EXCERPT PROVIDED -

And, depending on the company, that job could have any number of titles “…from customer resolution specialists, contract center advocates, clinic service representatives, customer service representatives, sales, product support, and account receivables,” Majeski adds.

What these jobs all have in common is a certain skill set – an active listener, a problem solver, and a great communicator who likes working with the public. While customer service is an important, albeit entry-level job at most companies, the employers in the collaborative are also looking for long-term employees. “The focus of the project is to build a workforce of qualified talent who value their role, provide outstanding customer service, and remain with the company,” Majeski tells WorkingNation.

That’s where the training program comes in.

Certificate Program Designed to Fill In-Demand Jobs

The Customer Service Professional certificate was developed in consultation with the businesses in the collaborative and may be used as a building block towards earning an Associate in Business degree, explains the Henry Ford college.

The 16-week certificate program requires students to take six core courses that emphasize oral and written skills, workplace skills, along with basic computer skills. Upon completion, students would be able to write effective business communications, demonstrate non-verbal and verbal skills in a business environment, show organizational skills, and practice proper business etiquette.

Students who successfully finish the program would qualify to test for the National Retail Federation (NRF) Foundation’s Professional Certification in Customer Service, a nationally recognized skill standards and certification exam.

Rethinking the Public-Private Approach to Financing Workforce Talent

Business and community leaders identified the workforce need. Working with a local college, they were able to build a talent pipeline. They next key step is eliminating financial barriers to the education, training and upskilling in order to make certain everyone has access to opportunities in the changing workforce.

“Currently, the identified funding resources are financial aid, Michigan Works, and Detroit Promise tuition support for eligible students,” explains Majeski.

In a white paper released in September of 2020, the U.S. Chamber of Commerce Foundation and its partners called for a rethinking of the public-private approach to financing workforce talent. “We now need to change the incentives for employers and government to work together as part of a new public-private approach to talent development that can scale promising employer, private sector, government, and service provider innovations,” according to the Talent Finance call-to-action.

Majeski says education funding can be a challenge for many and being a part of the Talent Finance network had allowed the collaborative to learn about other innovative funding options.

EXPLORE THE MATERIAL -
[1] According to the customer service training excerpt, how long is the certificate program?
[2] Extract the passage of the customer service training excerpt from "The 16-week certificate" to "and certification exam.", word for word.
Rely only on the customer service training excerpt when working with it.

DATASET ENTRIES -
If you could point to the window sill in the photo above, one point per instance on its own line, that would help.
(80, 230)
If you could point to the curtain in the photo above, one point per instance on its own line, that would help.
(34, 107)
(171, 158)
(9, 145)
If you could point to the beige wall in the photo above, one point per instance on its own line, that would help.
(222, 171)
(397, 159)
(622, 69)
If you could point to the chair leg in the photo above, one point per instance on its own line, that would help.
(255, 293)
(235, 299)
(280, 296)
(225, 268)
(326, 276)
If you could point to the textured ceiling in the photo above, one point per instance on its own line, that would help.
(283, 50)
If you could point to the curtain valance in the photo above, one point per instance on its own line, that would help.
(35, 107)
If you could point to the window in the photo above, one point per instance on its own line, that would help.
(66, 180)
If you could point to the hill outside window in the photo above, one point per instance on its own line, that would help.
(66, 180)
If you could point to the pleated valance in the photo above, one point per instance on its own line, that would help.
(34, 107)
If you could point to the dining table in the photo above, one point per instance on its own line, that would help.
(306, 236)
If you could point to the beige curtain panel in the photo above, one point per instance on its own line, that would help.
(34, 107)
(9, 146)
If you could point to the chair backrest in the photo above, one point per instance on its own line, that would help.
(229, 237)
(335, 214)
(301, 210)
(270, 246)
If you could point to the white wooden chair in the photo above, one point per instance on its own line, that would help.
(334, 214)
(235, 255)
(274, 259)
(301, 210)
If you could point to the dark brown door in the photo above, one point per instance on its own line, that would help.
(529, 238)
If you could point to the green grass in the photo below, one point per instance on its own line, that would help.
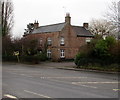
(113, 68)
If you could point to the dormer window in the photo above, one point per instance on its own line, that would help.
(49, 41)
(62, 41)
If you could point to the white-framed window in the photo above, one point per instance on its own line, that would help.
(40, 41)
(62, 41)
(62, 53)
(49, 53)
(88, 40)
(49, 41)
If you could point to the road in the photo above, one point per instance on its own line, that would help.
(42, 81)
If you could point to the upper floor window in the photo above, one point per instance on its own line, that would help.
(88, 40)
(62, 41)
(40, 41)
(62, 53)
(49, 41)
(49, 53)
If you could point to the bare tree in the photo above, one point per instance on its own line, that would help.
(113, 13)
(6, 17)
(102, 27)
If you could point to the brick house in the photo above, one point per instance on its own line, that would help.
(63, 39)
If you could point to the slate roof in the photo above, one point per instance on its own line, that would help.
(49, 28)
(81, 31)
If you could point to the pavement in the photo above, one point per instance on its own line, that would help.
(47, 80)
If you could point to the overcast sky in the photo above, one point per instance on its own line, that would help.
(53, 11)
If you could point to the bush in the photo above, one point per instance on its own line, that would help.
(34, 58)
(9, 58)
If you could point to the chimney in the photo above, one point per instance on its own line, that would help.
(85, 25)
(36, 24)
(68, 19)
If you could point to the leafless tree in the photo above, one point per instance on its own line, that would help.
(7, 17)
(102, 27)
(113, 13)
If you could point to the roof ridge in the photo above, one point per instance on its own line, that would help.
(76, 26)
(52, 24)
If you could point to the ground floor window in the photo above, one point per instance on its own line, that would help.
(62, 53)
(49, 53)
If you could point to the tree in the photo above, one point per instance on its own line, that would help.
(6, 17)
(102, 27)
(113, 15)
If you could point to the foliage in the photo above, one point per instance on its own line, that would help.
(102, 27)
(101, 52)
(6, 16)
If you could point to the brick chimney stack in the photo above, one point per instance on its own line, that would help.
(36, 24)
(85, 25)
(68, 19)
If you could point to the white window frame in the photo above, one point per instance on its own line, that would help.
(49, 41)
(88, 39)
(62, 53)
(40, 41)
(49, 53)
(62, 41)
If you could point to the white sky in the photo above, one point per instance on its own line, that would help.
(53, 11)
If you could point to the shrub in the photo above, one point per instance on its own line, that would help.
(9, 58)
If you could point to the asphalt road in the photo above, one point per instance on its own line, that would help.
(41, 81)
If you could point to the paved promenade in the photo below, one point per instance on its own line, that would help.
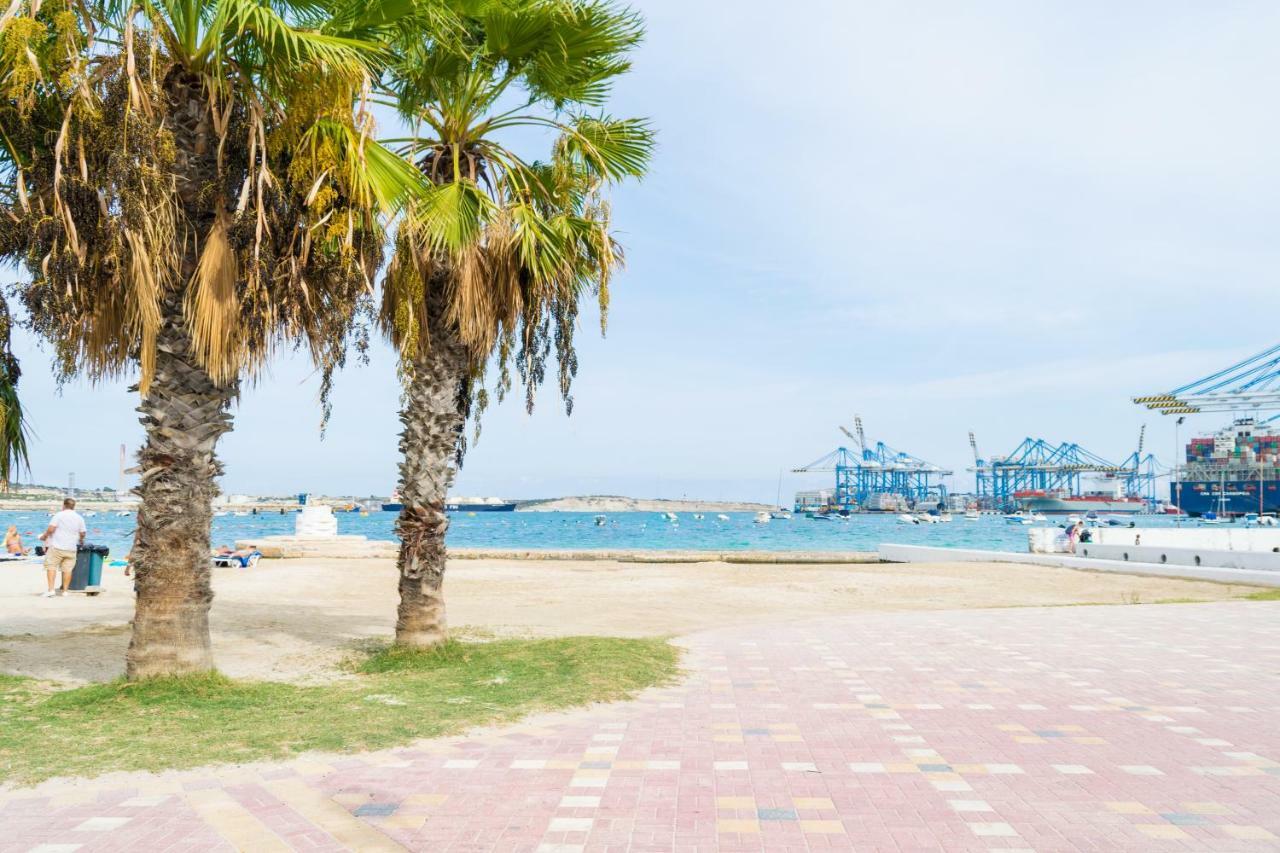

RESPONSES BY TASK -
[1] 16 weeks.

[2]
The 16-week certificate program requires students to take six core courses that emphasize oral and written skills, workplace skills, along with basic computer skills. Upon completion, students would be able to write effective business communications, demonstrate non-verbal and verbal skills in a business environment, show organizational skills, and practice proper business etiquette.

Students who successfully finish the program would qualify to test for the National Retail Federation (NRF) Foundation’s Professional Certification in Customer Service, a nationally recognized skill standards and certification exam.